## [WRITTEN REQUEST]
Copy out every line exactly as given.
===============
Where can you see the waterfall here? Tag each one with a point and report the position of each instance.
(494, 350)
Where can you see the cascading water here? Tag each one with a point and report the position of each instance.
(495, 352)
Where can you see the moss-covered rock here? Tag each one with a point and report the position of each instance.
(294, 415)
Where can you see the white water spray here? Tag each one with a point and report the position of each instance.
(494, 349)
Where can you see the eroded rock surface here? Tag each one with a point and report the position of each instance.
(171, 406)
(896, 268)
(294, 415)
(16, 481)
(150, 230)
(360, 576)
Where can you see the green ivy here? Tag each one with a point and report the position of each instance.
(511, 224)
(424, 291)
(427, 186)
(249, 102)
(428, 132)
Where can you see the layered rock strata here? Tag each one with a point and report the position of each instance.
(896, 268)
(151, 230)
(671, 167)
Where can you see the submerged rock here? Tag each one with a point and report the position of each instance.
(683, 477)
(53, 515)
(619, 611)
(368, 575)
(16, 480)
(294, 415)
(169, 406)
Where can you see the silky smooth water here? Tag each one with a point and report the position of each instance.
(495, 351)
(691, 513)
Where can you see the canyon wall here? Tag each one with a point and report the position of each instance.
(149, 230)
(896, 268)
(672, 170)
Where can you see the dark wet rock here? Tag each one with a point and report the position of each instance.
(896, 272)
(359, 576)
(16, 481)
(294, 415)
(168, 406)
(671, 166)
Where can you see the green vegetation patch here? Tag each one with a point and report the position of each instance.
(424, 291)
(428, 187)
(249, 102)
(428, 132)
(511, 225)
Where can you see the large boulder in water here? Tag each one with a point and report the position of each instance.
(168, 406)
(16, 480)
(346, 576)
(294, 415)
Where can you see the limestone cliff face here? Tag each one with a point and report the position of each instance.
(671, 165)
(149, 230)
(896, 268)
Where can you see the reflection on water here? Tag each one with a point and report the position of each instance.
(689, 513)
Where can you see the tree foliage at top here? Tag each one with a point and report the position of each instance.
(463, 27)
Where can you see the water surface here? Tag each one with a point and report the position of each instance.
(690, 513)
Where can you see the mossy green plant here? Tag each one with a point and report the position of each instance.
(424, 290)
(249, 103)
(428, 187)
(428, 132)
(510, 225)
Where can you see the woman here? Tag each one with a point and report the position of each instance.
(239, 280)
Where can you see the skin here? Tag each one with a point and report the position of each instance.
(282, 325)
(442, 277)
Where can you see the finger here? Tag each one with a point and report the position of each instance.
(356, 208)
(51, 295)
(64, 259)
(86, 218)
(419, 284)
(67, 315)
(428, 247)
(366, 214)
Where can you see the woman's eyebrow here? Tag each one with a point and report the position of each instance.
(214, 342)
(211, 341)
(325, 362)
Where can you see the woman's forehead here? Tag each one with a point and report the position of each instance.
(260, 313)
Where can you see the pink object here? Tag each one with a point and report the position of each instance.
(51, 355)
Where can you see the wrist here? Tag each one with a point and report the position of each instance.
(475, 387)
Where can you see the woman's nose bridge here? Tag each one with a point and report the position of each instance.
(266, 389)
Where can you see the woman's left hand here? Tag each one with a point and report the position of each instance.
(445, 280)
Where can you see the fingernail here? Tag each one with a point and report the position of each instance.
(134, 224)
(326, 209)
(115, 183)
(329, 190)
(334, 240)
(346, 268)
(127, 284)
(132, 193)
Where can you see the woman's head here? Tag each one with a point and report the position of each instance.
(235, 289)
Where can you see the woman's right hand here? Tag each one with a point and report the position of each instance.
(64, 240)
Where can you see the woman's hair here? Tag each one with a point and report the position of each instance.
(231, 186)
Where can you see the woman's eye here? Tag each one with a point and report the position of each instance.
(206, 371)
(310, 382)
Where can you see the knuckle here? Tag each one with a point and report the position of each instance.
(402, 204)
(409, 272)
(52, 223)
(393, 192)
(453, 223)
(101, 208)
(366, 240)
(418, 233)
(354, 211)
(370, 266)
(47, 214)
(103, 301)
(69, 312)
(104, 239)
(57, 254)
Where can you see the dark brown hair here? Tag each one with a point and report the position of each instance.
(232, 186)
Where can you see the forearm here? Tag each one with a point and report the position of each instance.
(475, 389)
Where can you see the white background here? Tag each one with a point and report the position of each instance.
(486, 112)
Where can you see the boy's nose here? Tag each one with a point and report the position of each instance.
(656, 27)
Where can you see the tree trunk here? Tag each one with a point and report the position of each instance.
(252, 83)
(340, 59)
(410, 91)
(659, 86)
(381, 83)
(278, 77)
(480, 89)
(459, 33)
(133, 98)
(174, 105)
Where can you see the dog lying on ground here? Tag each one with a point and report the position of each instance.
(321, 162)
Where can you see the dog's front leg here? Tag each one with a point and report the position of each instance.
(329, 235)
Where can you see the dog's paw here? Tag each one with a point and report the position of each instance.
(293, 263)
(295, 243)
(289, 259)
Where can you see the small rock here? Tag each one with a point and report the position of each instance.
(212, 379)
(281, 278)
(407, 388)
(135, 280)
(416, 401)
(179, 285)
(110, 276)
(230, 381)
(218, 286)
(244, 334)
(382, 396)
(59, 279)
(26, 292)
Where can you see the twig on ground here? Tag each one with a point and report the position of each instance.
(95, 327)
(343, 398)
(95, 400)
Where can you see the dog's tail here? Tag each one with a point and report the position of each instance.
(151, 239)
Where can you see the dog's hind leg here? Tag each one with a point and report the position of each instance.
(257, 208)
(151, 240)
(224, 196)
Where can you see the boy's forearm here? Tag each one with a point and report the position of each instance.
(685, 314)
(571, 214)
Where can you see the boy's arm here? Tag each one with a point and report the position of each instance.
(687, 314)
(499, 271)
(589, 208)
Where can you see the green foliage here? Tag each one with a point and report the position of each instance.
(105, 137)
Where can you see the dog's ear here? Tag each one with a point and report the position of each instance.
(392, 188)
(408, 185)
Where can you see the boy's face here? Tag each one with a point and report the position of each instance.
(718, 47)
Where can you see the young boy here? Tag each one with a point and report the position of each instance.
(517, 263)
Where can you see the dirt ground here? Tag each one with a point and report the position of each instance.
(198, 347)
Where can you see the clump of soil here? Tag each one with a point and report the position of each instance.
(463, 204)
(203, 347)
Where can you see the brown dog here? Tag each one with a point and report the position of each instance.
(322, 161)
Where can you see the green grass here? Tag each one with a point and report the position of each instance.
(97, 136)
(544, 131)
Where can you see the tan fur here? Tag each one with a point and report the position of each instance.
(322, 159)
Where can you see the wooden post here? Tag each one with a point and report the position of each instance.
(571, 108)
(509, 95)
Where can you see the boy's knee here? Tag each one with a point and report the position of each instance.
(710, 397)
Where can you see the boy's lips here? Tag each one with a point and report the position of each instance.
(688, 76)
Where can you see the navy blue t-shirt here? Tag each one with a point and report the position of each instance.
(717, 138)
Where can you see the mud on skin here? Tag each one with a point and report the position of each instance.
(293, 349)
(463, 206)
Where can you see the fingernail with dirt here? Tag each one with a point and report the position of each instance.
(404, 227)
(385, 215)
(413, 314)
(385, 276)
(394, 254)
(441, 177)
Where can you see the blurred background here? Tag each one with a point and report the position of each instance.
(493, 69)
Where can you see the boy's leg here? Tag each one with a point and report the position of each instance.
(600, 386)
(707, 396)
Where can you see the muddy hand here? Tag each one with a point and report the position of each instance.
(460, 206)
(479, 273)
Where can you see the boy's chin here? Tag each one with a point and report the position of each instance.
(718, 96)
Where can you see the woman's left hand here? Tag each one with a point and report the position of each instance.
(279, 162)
===============
## [ANSWER TO THIS PROBLEM]
Where can you see the waterfall here? Tag each one with a point and report the position of each instance.
(494, 350)
Where can you see the cascading water here? Tag each one with a point and report the position of each instance.
(495, 352)
Where can you see the moss-covered rock here? Tag each one with a point and report the position of each instance.
(294, 415)
Where can you see the white water spray here? Tag each one with a point and report the position of each instance.
(494, 349)
Where can you see the eroded rock surface here? Tag each one with a point and report the position of each instance.
(171, 406)
(896, 268)
(294, 415)
(16, 481)
(150, 230)
(360, 576)
Where can you see the green ivy here? Tag each one with a point and report the position of each instance.
(511, 224)
(424, 291)
(427, 186)
(249, 102)
(428, 132)
Where can you see the layered rock strata here? Tag each one with a point and report the position of each instance.
(896, 268)
(151, 230)
(671, 167)
Where can you see the submerged rock here? Tag each one with a point and report the position of each instance.
(683, 477)
(53, 515)
(619, 611)
(368, 575)
(16, 480)
(294, 415)
(169, 406)
Where can you see the silky smooth water here? Tag each one with a point and report the position of each instance.
(495, 351)
(691, 513)
Where can you see the canyon wall here? Tag each one with a point and report the position of each instance.
(149, 230)
(896, 268)
(672, 170)
Where can you see the dark wet rock here? Tag each one with a point and report the position of each instance.
(896, 272)
(359, 576)
(16, 481)
(294, 415)
(168, 406)
(671, 166)
Where can you see the green vegetation patch here? Tag each one with a point and report the position of each instance.
(424, 291)
(428, 187)
(249, 102)
(428, 132)
(511, 225)
Where can you see the large boulder in water here? Tag each one with a point and report the position of each instance.
(168, 406)
(16, 480)
(346, 576)
(294, 415)
Where can you see the limestone cliff face here? Tag each one with a point and report the position of each instance.
(671, 165)
(149, 230)
(896, 268)
Where can you see the reflection on water here? Tag each one with a point and report the position of each instance.
(689, 513)
Where can you see the tree foliage at top here? Tag each one with a point and report the position of each instance.
(463, 27)
Where can you see the water surface here? Tag each one with a point and report the position of each instance.
(690, 513)
Where can you see the mossy green plant here? Tag each one with a point and report the position of each instance.
(424, 290)
(249, 103)
(428, 187)
(428, 132)
(510, 225)
Where can you see the woman here? Tag each one with a point and report the position of each instance.
(239, 280)
Where can you see the skin here? Tag each one with a point and report the position of each instance.
(282, 325)
(442, 277)
Where can you see the finger here? Tag each one with a point and report the position of each instance.
(356, 208)
(51, 295)
(64, 259)
(86, 218)
(419, 284)
(67, 315)
(428, 247)
(366, 214)
Where can you see the woman's eyebrow here? Tag each one with a point and report the position of each instance.
(214, 342)
(211, 341)
(325, 362)
Where can you see the woman's forehead here? Tag each one with a point and report the position of each instance.
(260, 313)
Where can you see the pink object here? Tag each one with a point and report the position of each instance.
(51, 355)
Where can you see the wrist here? Tag each one with a point and report the position of each instance.
(475, 387)
Where can you see the woman's nose bridge here? Tag each one with a point and report the position of each instance.
(266, 389)
Where can you see the woman's left hand here? Tag each one with a point and report the position of each instance.
(445, 280)
Where can you see the fingernail here? Tag each one with a point and report the position of each instance.
(134, 224)
(326, 209)
(115, 183)
(329, 190)
(334, 240)
(346, 268)
(127, 284)
(132, 193)
Where can you see the woman's head here? Tag each one with a point and report the position of each instance.
(235, 289)
Where can you see the woman's right hand here? Tag each one with a point and report the position of each instance.
(64, 240)
Where can you see the woman's hair here? Tag each one with a point and report the position of each instance.
(231, 186)
Where can you see the woman's eye here? Tag each one with a point and report the position of each instance.
(206, 371)
(310, 382)
Where can you see the knuckle here? Tag each one with a point and report the position of each instance.
(402, 204)
(409, 272)
(52, 223)
(393, 192)
(453, 223)
(101, 208)
(366, 240)
(418, 233)
(354, 211)
(370, 266)
(47, 214)
(103, 301)
(69, 312)
(104, 239)
(57, 254)
Where can you see the dark brown hair here? Tag each one with a point and report the position of each instance.
(232, 186)
Where can you see the forearm here? Tag each one with a point and report the position of each instance.
(475, 389)
Where can you see the white background here? Tag each one with a point and report the position of each instance.
(486, 112)
Where can you see the boy's nose here? Tag each one with a point and report the position of each instance.
(656, 27)
Where can you see the tree trunk here? Tag each one with a point and report the position of each instance.
(252, 83)
(340, 59)
(410, 91)
(659, 86)
(381, 83)
(278, 77)
(480, 89)
(459, 33)
(133, 98)
(174, 105)
Where can you see the dog lying on ground here? Tag each one with a point and report the position of each instance.
(321, 162)
Where can you see the dog's front leg here? Tag each one with a point and report the position of each instance.
(329, 235)
Where can you see the dog's paw here? Tag each one with a point and report the position of each instance.
(293, 263)
(295, 243)
(289, 259)
Where can you see the small rock here? Tag each one with a point and report the position of each instance.
(212, 379)
(281, 278)
(407, 388)
(135, 280)
(416, 401)
(179, 285)
(110, 276)
(230, 381)
(218, 286)
(244, 334)
(382, 396)
(59, 279)
(26, 292)
Where can you see the twig on ground here? Tag each one with a point and report the position of each instance.
(95, 327)
(343, 398)
(95, 400)
Where can you see the dog's tail here? Tag each one with a point and report the position of each instance.
(151, 239)
Where can you see the dog's hind leg here? Tag each one with a point and report the position of each instance.
(257, 208)
(151, 240)
(224, 196)
Where can you see the boy's forearm here? Tag each one with a point and report the position of each instance.
(685, 314)
(571, 214)
Where can you see the boy's arm here? Tag each one with a point and report the position of each instance.
(687, 314)
(499, 271)
(589, 208)
Where can you see the green foliage here? Tag each one with a point and report the position of each instance.
(105, 137)
Where can you see the dog's ear here? Tag each one with a point and report the position of each instance.
(392, 188)
(408, 185)
Where can you see the boy's face here? Tag each one with a point and report the position of each instance.
(718, 47)
Where can you see the young boy here? Tag each one with a point and report the position of each instance.
(517, 263)
Where can you see the dirt ground here? Tag each one with a point and report the position of each instance.
(198, 347)
Where can you see the clump of soil here? Tag each one with a point and report the position of each instance.
(463, 204)
(203, 347)
Where can you see the brown dog here? Tag each one with a point and report the position of each instance.
(322, 161)
Where can you see the green grass here? Tag each one with a point and report the position of each instance.
(97, 136)
(544, 131)
Where can you see the tan fur here? Tag each one with a point and report the position of each instance.
(322, 159)
Where can you see the wooden post here? Tag each one with a point and report the position of each instance.
(571, 108)
(509, 95)
Where can you see the boy's knee here? Tag each one with a point and report the position of each instance.
(710, 397)
Where can you see the boy's lips here? Tag each one with a point and report the position of each instance.
(688, 76)
Where can you see the navy blue t-shirt here? Tag each one with a point and report the position of each instance.
(717, 138)
Where can you see the mud on skin here? Tag each one with a point and report the position of each instance.
(293, 349)
(463, 206)
Where can you see the fingernail with dirt here? Tag each one with a point and report the position of each instance.
(404, 227)
(385, 215)
(413, 314)
(385, 276)
(394, 254)
(441, 177)
Where can you see the blurred background here? Tag each one with a point and report the position of each instance.
(493, 69)
Where can you see the boy's leg here? Tag each one with a point and report the position of each instance.
(600, 386)
(707, 396)
Where can you see the muddy hand here? Tag each one with a point and report the position of each instance.
(460, 206)
(479, 273)
Where can you see the boy's chin here? Tag each one with a point and report the position of each instance.
(718, 96)
Where can you see the woman's left hand here? Tag each one with a point and report the position of each instance.
(279, 162)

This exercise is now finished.